Text.
────────────────

But let’s move on to truth-telling about their leaders and organisations. This is again Anas Altikriti, probably the best known representative of the Muslim Brotherhood in the UK. He says ‘I do not have any links to it’ along with his organisation which he now chairs, the Muslim Association of Britain. ‘We have no links to the Muslim Brotherhood’. And I say: no links really? Here are 5 major links all demaskable with public evidence I won’t go through all of them, but to say that there are no links, charitably speaking is a very substantial stretching of the truth. When he was asked by the committee of the parliament investigating political Islam: ‘are you not the member of the brotherhood?’ you can read this answer: ‘basically’ he says ‘the Muslim Brotherhood isn’t here, except there is this organisation which is basically the same and I’m the president of it’. I will call it sophistry at best and you will call it which you like.

Slide moved out of place. OK, can’t do anything about that.

But this is a picture of a very substantial development in my mind, which was the announcing of a Global Muslim Brotherhood formed. The Global Muslim brotherhood councils of the west. This was announced in Washington DC, first arrow is pointing to Nihad Awad, he basically came out of the Hamas infrastructure in the United States and this is curiously standing three persons away from him is yet again Anas Altakridi. This conference was just held February. This astonish me that he would take the stage with these people in the United States, but it is what it is.

────────────────

Required task.
Please answer these from the Muslim Brotherhood text:
1. Which organization does Anas Altikriti now chair?
2. In which city was the Global Muslim Brotherhood announced?
3. In what month was that conference held?
You can skip the listing; none of it is needed here.

────────────────

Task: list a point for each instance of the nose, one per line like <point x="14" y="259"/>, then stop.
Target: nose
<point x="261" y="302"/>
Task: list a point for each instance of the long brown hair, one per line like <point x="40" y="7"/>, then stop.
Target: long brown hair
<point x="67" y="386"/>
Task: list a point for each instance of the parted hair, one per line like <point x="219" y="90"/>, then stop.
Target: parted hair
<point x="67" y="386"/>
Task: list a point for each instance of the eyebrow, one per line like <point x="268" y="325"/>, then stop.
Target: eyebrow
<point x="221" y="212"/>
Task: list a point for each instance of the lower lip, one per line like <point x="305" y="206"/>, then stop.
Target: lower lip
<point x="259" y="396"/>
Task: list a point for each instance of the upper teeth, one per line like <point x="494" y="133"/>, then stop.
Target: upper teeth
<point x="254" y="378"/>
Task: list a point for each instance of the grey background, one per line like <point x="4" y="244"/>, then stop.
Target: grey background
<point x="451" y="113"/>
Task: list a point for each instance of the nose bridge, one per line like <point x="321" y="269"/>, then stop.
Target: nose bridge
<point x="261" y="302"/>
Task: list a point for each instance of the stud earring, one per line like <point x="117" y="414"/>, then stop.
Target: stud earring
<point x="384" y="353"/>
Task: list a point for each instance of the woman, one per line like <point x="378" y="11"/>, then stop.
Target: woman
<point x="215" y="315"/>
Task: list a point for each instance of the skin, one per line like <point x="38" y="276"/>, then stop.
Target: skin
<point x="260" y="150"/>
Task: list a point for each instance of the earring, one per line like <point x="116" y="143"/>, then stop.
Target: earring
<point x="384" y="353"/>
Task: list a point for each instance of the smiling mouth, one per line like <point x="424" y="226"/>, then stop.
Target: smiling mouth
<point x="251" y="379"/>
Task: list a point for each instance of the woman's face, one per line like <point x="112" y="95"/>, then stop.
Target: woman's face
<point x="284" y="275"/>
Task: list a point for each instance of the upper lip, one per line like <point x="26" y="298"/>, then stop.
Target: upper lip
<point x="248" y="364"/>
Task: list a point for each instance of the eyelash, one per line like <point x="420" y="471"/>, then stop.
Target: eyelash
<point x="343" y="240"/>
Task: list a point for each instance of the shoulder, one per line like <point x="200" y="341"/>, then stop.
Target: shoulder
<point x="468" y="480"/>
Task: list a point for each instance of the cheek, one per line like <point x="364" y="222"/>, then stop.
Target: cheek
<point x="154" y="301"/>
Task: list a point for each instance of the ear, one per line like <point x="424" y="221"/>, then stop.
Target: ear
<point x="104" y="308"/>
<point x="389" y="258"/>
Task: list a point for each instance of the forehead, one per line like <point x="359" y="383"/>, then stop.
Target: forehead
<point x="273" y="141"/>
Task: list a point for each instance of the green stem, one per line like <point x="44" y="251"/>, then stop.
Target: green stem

────────────────

The solution.
1. The Muslim Association of Britain.
2. Washington DC.
3. February.